Work instructions:
Show all the lines in the data below that include the word "suit".

Provided information:

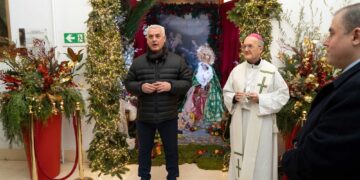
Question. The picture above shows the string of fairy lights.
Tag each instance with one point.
(108, 152)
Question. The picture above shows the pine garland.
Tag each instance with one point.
(254, 16)
(105, 68)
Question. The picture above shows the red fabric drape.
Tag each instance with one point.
(132, 3)
(230, 45)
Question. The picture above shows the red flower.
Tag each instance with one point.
(9, 79)
(43, 69)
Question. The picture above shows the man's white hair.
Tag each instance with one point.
(154, 26)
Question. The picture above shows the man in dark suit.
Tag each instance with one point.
(328, 146)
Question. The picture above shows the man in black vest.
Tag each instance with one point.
(158, 78)
(328, 146)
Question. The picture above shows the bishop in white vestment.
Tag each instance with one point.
(253, 93)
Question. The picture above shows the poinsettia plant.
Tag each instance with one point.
(35, 79)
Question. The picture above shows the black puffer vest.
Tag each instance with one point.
(149, 68)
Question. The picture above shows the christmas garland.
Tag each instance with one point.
(105, 68)
(255, 16)
(197, 9)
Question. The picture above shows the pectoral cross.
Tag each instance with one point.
(262, 85)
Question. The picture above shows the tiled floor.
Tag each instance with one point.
(18, 170)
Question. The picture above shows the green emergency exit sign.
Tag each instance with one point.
(74, 37)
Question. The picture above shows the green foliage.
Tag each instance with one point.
(105, 67)
(12, 115)
(34, 83)
(255, 16)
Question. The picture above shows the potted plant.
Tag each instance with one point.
(35, 81)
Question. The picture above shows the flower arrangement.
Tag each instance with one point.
(34, 78)
(306, 72)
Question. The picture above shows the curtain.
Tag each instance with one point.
(230, 45)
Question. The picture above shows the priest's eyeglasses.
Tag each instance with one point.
(244, 47)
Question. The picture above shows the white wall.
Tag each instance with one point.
(59, 16)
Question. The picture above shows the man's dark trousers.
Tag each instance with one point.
(168, 133)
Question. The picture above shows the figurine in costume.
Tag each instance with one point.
(203, 106)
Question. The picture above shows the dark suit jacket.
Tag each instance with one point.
(328, 146)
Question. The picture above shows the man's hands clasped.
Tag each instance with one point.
(245, 97)
(158, 87)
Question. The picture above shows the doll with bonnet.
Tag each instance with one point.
(204, 103)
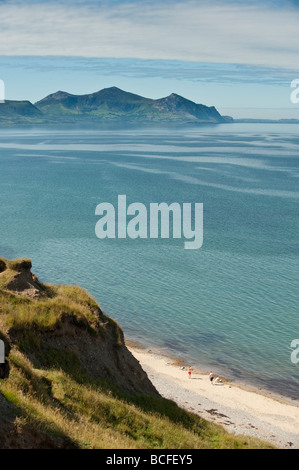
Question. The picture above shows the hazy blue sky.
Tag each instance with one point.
(231, 54)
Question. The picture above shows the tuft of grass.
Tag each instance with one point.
(18, 264)
(84, 415)
(52, 393)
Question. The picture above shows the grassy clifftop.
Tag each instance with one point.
(70, 382)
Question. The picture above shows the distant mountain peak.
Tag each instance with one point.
(112, 104)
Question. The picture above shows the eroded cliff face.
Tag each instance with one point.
(63, 327)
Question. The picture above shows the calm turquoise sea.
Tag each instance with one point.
(231, 306)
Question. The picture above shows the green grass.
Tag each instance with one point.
(52, 393)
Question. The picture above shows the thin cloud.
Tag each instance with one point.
(253, 34)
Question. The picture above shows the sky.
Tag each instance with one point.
(238, 56)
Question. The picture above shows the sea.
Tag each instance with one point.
(230, 306)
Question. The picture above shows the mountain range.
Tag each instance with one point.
(110, 105)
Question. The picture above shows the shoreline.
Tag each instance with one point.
(239, 408)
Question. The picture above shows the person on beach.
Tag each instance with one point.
(218, 381)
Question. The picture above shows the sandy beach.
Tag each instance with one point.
(239, 409)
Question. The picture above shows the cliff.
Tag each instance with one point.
(69, 381)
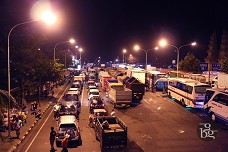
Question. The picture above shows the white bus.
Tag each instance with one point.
(216, 104)
(190, 93)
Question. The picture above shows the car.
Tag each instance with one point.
(91, 88)
(91, 83)
(97, 113)
(76, 87)
(96, 103)
(94, 93)
(73, 97)
(68, 108)
(68, 124)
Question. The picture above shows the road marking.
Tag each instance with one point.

Output for this exercise:
Question. The picture above shows the man in dark suit.
Question. The picture above shows the dark suit jacket.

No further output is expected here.